# PROBLEM SET:
A - Answer these questions from the McClanahan profile:
(i) In what city does he live and work?
(ii) In what year did he start his work as a conservation zoologist?
(iii) What human activity is named as an example in his interdisciplinary work on marine ecosystems?
B - Please write a few more sentences that carry on the McClanahan profile after its last sentence.

──────── DOCUMENT SEGMENT ────────

Senior Conservation Zoologist, WCS


Dr. Tim McClanahan is a Senior Conservation Zoologist who has focused his research on describing the status of coral reefs and the role of different management approaches on their ecology and biodiversity.

He lives and works in Mombasa, Kenya, where he studies the marine tropical ecosystems of the western Indian Ocean, and is the director of the Wildlife Conservation Society coral reefs program for eastern Africa. In 1991, he started his work as a conservation zoologist, initially at the Coral Reefs Conservation Project and later under the Wildlife Conservation Society.

He is also member on editorial boards of a number of leading international journals, such as “Conservation Biology”, Marine Ecology Progress Series, Ecosystems, Environmental Conservation, Global Change Biology, and Aquatic Conservation. Dr. McClanahan has been working principally on coral reef ecology, most notably for the western Indian Ocean region (especially the African coast and Kenya), including interdisciplinary work about the effects of human activity like fishing on marine ecosystems.

──────── DATASET EXTRACT ────────

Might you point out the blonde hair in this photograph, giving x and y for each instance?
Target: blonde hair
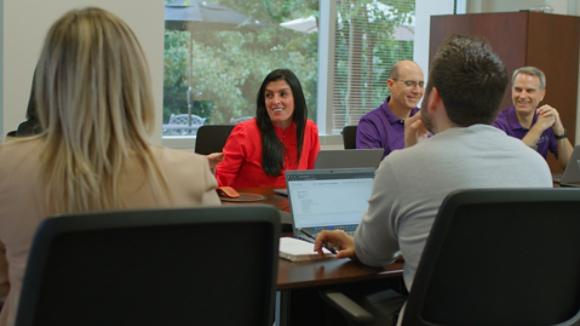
(95, 106)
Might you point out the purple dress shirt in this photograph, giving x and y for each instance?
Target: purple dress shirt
(507, 120)
(381, 128)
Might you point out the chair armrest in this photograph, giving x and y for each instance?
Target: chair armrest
(348, 308)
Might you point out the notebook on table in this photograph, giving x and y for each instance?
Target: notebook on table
(349, 158)
(571, 176)
(331, 199)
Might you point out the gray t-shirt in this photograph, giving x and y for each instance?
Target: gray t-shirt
(411, 184)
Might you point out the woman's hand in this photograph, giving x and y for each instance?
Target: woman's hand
(214, 159)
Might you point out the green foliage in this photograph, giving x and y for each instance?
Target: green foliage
(229, 66)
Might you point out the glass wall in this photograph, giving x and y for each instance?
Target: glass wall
(218, 53)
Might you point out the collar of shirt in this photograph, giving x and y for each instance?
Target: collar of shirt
(513, 121)
(391, 117)
(291, 130)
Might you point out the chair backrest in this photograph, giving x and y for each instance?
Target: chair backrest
(212, 139)
(234, 121)
(500, 257)
(189, 266)
(183, 119)
(349, 137)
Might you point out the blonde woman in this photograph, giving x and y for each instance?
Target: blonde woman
(96, 110)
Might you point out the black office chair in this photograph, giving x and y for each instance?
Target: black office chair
(349, 137)
(212, 138)
(494, 257)
(501, 257)
(187, 266)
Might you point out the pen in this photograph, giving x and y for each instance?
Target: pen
(324, 244)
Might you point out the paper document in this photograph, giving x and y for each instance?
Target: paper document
(297, 250)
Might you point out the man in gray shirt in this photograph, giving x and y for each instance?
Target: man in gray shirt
(466, 84)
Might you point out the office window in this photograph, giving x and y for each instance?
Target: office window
(370, 36)
(225, 62)
(217, 57)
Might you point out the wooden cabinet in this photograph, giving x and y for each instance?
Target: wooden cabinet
(546, 41)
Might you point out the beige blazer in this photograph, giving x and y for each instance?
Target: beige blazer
(190, 181)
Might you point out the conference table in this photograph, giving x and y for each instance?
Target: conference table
(299, 283)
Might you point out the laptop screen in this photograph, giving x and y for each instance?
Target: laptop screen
(328, 199)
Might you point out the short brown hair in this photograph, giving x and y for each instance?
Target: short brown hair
(470, 78)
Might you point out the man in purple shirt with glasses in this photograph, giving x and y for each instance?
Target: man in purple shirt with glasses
(384, 127)
(538, 127)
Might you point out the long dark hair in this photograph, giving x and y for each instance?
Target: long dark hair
(272, 148)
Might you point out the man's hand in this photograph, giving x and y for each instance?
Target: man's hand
(214, 159)
(415, 131)
(549, 117)
(339, 240)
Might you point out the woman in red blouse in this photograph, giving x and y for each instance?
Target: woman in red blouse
(258, 152)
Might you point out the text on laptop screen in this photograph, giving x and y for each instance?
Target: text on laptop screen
(329, 202)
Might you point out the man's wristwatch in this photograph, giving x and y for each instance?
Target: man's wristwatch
(562, 136)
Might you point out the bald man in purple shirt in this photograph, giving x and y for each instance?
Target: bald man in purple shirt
(384, 127)
(538, 127)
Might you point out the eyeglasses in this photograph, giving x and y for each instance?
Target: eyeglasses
(412, 83)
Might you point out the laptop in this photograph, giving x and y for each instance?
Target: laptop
(349, 158)
(330, 199)
(345, 158)
(571, 176)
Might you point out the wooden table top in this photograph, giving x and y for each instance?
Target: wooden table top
(320, 272)
(330, 271)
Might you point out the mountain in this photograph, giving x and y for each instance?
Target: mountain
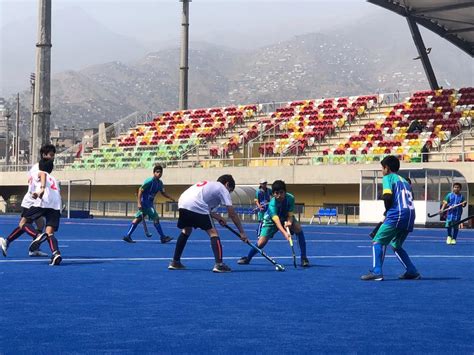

────────

# SOLVED PROBLEMS:
A -
(i) Mombasa, Kenya
(ii) 1991
(iii) Fishing

B -
He has published over 200 articles in peer-reviewed journals, thirty book chapters, edited four books, compiled seven symposium papers, and produced numerous other publications including popular articles, editorials, and book reviews. According to an evaluation by the International Scientific Information that summarizes the scientific literature, he is the second most cited coral reef scientist in the past 10 years. In recent years, he has concentrated his efforts on examining the effects of coral bleaching on coral reef, fisheries as well as on household economies. McClanahan has been awarded the Pew Fellows Program in Marine Conservation in 1996 and the Pew Fellows award for the most published fellow in 2002. He is also a member of the American Association for the Advancement of Science, American Institute for Biological Sciences, American Society of Naturalists, East African Wildlife Society, Ecological Society of America, the Western Indian Ocean Marine Science Association, and the International Science for Reef Studies.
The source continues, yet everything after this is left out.